**Directive**.
In the comic review below, which of these statements agree with the text? Answer yes or no for each, quoting the deciding words. (a) Ian's interference keeps Jet's showdown with Captain America from ending with a corpse. (b) The reviewer calls issue #5 the best issue so far. (c) The reviewer says the emotional weight gets bogged down by narration.

**Text provided**.
+ + + + + + +

With the forces of Zola relentlessly and viciously attacking the Phroxians, Princess Jet goes on a personal vendetta to hunt down Captain America sparking a showdown that could have ended with a corpse without Ian’s interference. Jet’s blind rage succumbs when she comes face to face with her long lost brother, and the discovery enrages Zola, pushing him into a physical battle with the Captain.
So far, it’s the best issue yet. Rick Remender has crafted a story that’s percolated over several issues with themes relating to resiliency in the face of extreme hardship, the search for home, and the strong bonds of relationships. Issue #5 is a culmination filled with action, urgency, and gut-wrenching panels . The pacing is quick without being sparse, and the emotional gravity is felt without getting bogged down by narration. There’s a quirky little bit of camp when the Princess talks up her tachyon fu style, but for the most part, Remender’s scripting is precise and poetic.

+ + + + + + +

**Information shown**.
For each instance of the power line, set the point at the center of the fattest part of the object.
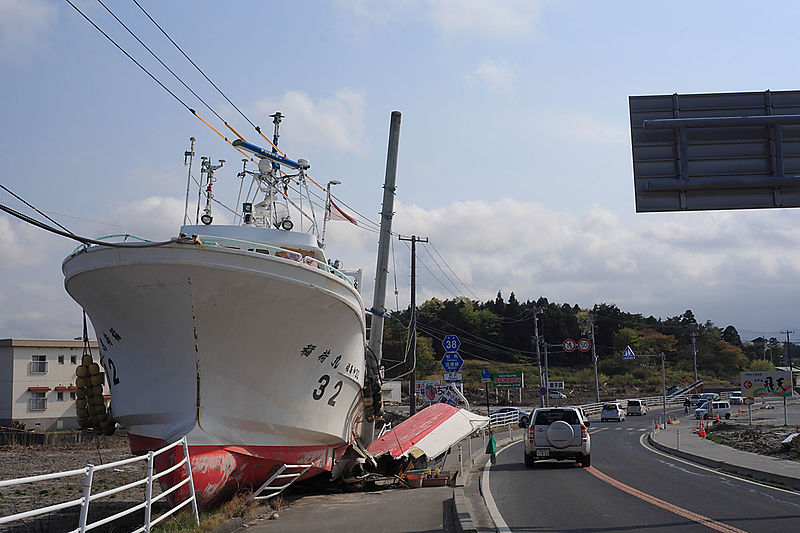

+ + + + + + +

**Exercise output**.
(a) Yes: "a showdown that could have ended with a corpse without Ian’s interference"
(b) Yes: "So far, it’s the best issue yet."
(c) No: "the emotional gravity is felt without getting bogged down by narration"